> RECORD EXTRACTS:
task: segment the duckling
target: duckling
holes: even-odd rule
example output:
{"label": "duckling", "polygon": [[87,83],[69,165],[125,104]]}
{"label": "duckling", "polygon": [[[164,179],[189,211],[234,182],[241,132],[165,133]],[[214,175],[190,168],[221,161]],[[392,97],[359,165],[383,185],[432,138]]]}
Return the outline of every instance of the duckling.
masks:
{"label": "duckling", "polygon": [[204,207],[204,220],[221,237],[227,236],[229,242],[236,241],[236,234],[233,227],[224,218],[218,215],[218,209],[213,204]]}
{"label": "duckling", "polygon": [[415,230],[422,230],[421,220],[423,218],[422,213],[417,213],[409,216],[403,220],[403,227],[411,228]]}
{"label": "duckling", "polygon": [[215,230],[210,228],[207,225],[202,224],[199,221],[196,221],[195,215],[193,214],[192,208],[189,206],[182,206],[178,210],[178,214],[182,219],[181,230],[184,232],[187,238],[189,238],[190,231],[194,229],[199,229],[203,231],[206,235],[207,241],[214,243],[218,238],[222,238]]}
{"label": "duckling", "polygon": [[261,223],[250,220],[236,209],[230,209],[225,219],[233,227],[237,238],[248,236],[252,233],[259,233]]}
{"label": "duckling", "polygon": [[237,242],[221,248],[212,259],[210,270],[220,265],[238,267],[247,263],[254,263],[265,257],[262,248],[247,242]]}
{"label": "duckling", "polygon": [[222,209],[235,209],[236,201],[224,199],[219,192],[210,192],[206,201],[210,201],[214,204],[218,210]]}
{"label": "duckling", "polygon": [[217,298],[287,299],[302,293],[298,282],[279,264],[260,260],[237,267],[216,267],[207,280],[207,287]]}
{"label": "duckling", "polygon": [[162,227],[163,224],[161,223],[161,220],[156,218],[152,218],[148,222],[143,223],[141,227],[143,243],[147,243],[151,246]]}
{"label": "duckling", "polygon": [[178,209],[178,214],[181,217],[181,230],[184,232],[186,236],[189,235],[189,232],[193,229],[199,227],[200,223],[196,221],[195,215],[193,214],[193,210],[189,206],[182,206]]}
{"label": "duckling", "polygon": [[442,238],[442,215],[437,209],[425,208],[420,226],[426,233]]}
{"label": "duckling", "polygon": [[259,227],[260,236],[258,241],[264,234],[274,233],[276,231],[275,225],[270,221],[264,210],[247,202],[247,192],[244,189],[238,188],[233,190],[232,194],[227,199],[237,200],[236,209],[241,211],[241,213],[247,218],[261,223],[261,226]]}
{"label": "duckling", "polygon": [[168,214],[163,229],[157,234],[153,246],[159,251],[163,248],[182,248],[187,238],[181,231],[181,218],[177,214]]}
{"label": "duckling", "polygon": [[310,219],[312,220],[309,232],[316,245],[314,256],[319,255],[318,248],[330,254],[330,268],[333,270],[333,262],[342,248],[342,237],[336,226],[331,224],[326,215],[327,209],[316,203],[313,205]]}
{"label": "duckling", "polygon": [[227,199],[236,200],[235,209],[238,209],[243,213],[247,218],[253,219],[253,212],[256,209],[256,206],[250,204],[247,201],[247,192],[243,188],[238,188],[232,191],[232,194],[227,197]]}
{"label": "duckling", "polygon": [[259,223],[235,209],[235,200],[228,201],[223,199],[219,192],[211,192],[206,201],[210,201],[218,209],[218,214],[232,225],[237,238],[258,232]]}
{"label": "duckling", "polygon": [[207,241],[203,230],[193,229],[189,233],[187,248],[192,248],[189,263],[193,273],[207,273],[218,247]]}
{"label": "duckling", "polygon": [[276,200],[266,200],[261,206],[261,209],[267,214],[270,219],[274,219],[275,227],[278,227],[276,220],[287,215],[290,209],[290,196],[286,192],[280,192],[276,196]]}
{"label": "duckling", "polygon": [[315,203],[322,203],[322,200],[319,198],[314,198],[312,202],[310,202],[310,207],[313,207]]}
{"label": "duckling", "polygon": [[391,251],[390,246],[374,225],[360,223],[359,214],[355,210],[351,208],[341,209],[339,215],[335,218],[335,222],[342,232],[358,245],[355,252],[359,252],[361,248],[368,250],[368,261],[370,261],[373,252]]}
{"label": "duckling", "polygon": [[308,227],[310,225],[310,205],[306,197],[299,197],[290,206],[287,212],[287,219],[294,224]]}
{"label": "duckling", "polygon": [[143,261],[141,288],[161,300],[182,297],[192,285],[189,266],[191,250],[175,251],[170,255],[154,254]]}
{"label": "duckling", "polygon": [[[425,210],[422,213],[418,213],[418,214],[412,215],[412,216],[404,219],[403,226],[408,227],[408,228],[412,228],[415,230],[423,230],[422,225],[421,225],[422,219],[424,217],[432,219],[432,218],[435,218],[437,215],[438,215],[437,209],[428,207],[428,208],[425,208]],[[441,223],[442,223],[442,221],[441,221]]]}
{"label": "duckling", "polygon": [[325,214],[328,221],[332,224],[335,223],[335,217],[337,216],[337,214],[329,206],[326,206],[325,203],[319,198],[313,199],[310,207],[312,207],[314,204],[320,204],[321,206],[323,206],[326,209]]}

> WORK ITEM: Transcribe the data exactly.

> SOLVED EXERCISE:
task: segment the duckling
target: duckling
holes: even-odd rule
example output:
{"label": "duckling", "polygon": [[87,83],[69,165],[125,104]]}
{"label": "duckling", "polygon": [[[164,179],[189,211],[234,182],[241,132],[165,133]],[[214,175],[190,168],[221,161]],[[392,97],[359,165],[383,185],[432,138]]]}
Return the outline of every instance of the duckling.
masks:
{"label": "duckling", "polygon": [[204,207],[204,220],[221,237],[227,236],[229,242],[236,241],[236,234],[233,227],[224,218],[218,215],[218,209],[213,204]]}
{"label": "duckling", "polygon": [[415,230],[422,230],[421,220],[423,218],[422,213],[417,213],[409,216],[403,220],[403,227],[411,228]]}
{"label": "duckling", "polygon": [[215,230],[210,228],[207,225],[202,224],[199,221],[196,221],[195,215],[193,214],[192,208],[189,206],[182,206],[178,210],[178,214],[182,219],[181,230],[184,232],[187,238],[189,238],[190,231],[194,229],[199,229],[203,231],[206,235],[207,241],[214,243],[218,238],[222,238]]}
{"label": "duckling", "polygon": [[261,223],[250,220],[236,209],[230,209],[225,219],[233,227],[237,238],[248,236],[252,233],[259,233]]}
{"label": "duckling", "polygon": [[237,242],[221,248],[212,259],[210,270],[220,265],[238,267],[247,263],[254,263],[265,257],[262,248],[247,242]]}
{"label": "duckling", "polygon": [[222,209],[235,209],[236,201],[224,199],[219,192],[210,192],[206,201],[210,201],[214,204],[218,210]]}
{"label": "duckling", "polygon": [[217,298],[287,299],[302,293],[298,282],[279,264],[260,260],[237,267],[216,267],[207,280],[207,287]]}
{"label": "duckling", "polygon": [[162,227],[163,224],[161,223],[161,220],[156,218],[152,218],[148,222],[143,223],[141,227],[143,243],[147,243],[151,246]]}
{"label": "duckling", "polygon": [[178,209],[178,214],[181,217],[181,230],[184,232],[186,236],[189,235],[189,232],[193,229],[199,227],[200,223],[196,221],[195,215],[193,214],[193,210],[189,206],[182,206]]}
{"label": "duckling", "polygon": [[442,238],[442,215],[437,209],[425,208],[420,226],[426,233]]}
{"label": "duckling", "polygon": [[259,227],[260,236],[258,241],[264,234],[274,233],[276,231],[275,225],[270,221],[264,210],[247,202],[247,192],[244,189],[238,188],[233,190],[232,194],[227,199],[237,200],[236,209],[241,211],[241,213],[247,218],[261,223],[261,226]]}
{"label": "duckling", "polygon": [[168,214],[163,229],[157,234],[153,246],[159,251],[163,248],[182,248],[187,238],[181,231],[181,218],[177,214]]}
{"label": "duckling", "polygon": [[310,219],[312,220],[309,232],[316,245],[314,256],[319,255],[318,248],[330,254],[330,268],[333,270],[333,262],[342,248],[342,237],[336,226],[331,224],[326,215],[327,209],[316,203],[313,205]]}
{"label": "duckling", "polygon": [[227,199],[236,200],[235,209],[238,209],[243,213],[247,218],[253,219],[253,212],[256,209],[256,206],[250,204],[247,201],[247,192],[243,188],[238,188],[232,191],[232,194],[227,197]]}
{"label": "duckling", "polygon": [[259,223],[235,209],[235,200],[228,201],[223,199],[219,192],[211,192],[206,201],[210,201],[218,209],[218,214],[232,225],[237,238],[258,232]]}
{"label": "duckling", "polygon": [[207,241],[203,230],[193,229],[189,233],[187,248],[192,248],[189,263],[193,273],[207,273],[218,247]]}
{"label": "duckling", "polygon": [[276,200],[266,200],[261,206],[261,209],[267,214],[270,219],[274,219],[275,227],[278,227],[276,220],[287,215],[290,209],[290,196],[286,192],[280,192],[276,196]]}
{"label": "duckling", "polygon": [[315,203],[322,203],[322,200],[319,198],[314,198],[312,202],[310,202],[310,207],[313,207]]}
{"label": "duckling", "polygon": [[391,251],[390,246],[374,225],[360,223],[359,214],[355,210],[351,208],[341,209],[339,215],[335,218],[335,222],[342,232],[358,245],[355,252],[359,252],[361,248],[368,250],[368,261],[370,261],[373,252]]}
{"label": "duckling", "polygon": [[308,227],[310,225],[310,205],[306,197],[299,197],[290,206],[287,212],[287,219],[294,224]]}
{"label": "duckling", "polygon": [[143,261],[141,288],[161,300],[182,297],[192,285],[189,266],[191,250],[175,251],[170,255],[154,254]]}
{"label": "duckling", "polygon": [[[425,210],[422,213],[418,213],[418,214],[412,215],[412,216],[404,219],[403,226],[408,227],[408,228],[412,228],[415,230],[423,230],[422,225],[421,225],[422,219],[424,217],[432,219],[432,218],[435,218],[437,215],[438,215],[437,209],[428,207],[428,208],[425,208]],[[441,223],[442,223],[442,221],[441,221]]]}
{"label": "duckling", "polygon": [[325,214],[328,221],[332,224],[335,223],[335,217],[337,216],[337,214],[329,206],[326,206],[325,203],[319,198],[313,199],[310,207],[312,207],[314,204],[320,204],[321,206],[323,206],[326,209]]}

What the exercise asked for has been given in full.